■ **Extracted entries**
· · · ·
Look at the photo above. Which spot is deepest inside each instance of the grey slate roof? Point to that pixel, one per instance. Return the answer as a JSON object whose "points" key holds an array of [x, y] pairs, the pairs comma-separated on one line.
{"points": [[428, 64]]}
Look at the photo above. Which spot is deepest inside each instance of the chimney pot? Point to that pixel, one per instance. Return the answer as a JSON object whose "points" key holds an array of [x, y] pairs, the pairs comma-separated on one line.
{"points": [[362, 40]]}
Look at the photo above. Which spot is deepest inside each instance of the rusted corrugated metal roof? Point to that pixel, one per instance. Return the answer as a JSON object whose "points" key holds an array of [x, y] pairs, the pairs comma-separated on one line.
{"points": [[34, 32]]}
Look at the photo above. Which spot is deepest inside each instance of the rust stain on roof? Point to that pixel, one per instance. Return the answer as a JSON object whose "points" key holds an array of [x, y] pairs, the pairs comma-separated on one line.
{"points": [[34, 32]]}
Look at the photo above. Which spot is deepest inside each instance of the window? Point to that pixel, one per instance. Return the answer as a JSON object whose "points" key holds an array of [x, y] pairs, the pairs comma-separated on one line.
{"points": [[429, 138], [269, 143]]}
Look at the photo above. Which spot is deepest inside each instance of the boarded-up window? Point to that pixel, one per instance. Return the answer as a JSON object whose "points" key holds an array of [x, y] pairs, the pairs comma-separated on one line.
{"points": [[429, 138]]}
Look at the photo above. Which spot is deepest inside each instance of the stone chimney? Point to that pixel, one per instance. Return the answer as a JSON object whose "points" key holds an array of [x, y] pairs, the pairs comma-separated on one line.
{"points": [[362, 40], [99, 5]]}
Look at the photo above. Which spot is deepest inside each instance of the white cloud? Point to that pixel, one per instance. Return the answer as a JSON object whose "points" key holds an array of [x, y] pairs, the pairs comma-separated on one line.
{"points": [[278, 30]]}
· · · ·
Rewrite all of the material above as a numbered list, leaving out any blank lines.

1. Look at the photo above. Which spot is deepest inside each instance of the grey slate roof? Point to that pixel, one per instance. Return the answer as a JSON object whose "points" key holds an array of [x, y] pairs, the pairs comma-separated on one line.
2. {"points": [[428, 64]]}
3. Look at the photo above. Which spot is deepest inside each instance of the chimney pot? Point to that pixel, one per instance. Return the answer as a JSON object whose "points" key holds an array of [x, y] pairs, the pairs comma-separated on one line.
4. {"points": [[362, 40]]}
5. Look at the photo above. Which spot is deepest inside each instance of the rusted corrugated metal roof? Point to that pixel, one per instance. Return the answer as a JSON object whose "points" key holds an array of [x, y] pairs, the pairs comma-separated on one line.
6. {"points": [[34, 32]]}
7. Look at the photo above. Which spot is deepest inside each instance of the rust stain on roof? Point to that pixel, one per instance. Return the answer as a JSON object whose "points" key holds an array of [x, y] pairs, the pairs comma-separated on one line.
8. {"points": [[34, 32]]}
9. Look at the photo above. Which spot is deepest inside each instance of the window? Point to that pixel, one per instance. Return the answer as a JSON object whose "points" key holds an array of [x, y] pairs, the pairs comma-separated on one line.
10. {"points": [[429, 138], [269, 143]]}
11. Look at the photo above. Which spot is deepest inside each instance of the boarded-up window? Point to that pixel, one per instance. Return the answer as a JSON object whose "points" key holds an array of [x, y] pairs, the pairs comma-separated on one line.
12. {"points": [[429, 138]]}
13. Look at the photo above. Which spot is deepest inside each instance of the stone chimney? Point to that pixel, one per instance. Return the answer as a JSON object whose "points" key holds an array of [x, y] pairs, the pairs comma-separated on one line.
14. {"points": [[362, 40], [99, 5]]}
15. Look at the photo above. Which spot is deepest inside each instance of the white cloud? Point to that pixel, one per instance. Return the answer as a JSON object whose "points" key holds an array of [x, y] pairs, the pairs comma-separated on one line.
16. {"points": [[278, 30]]}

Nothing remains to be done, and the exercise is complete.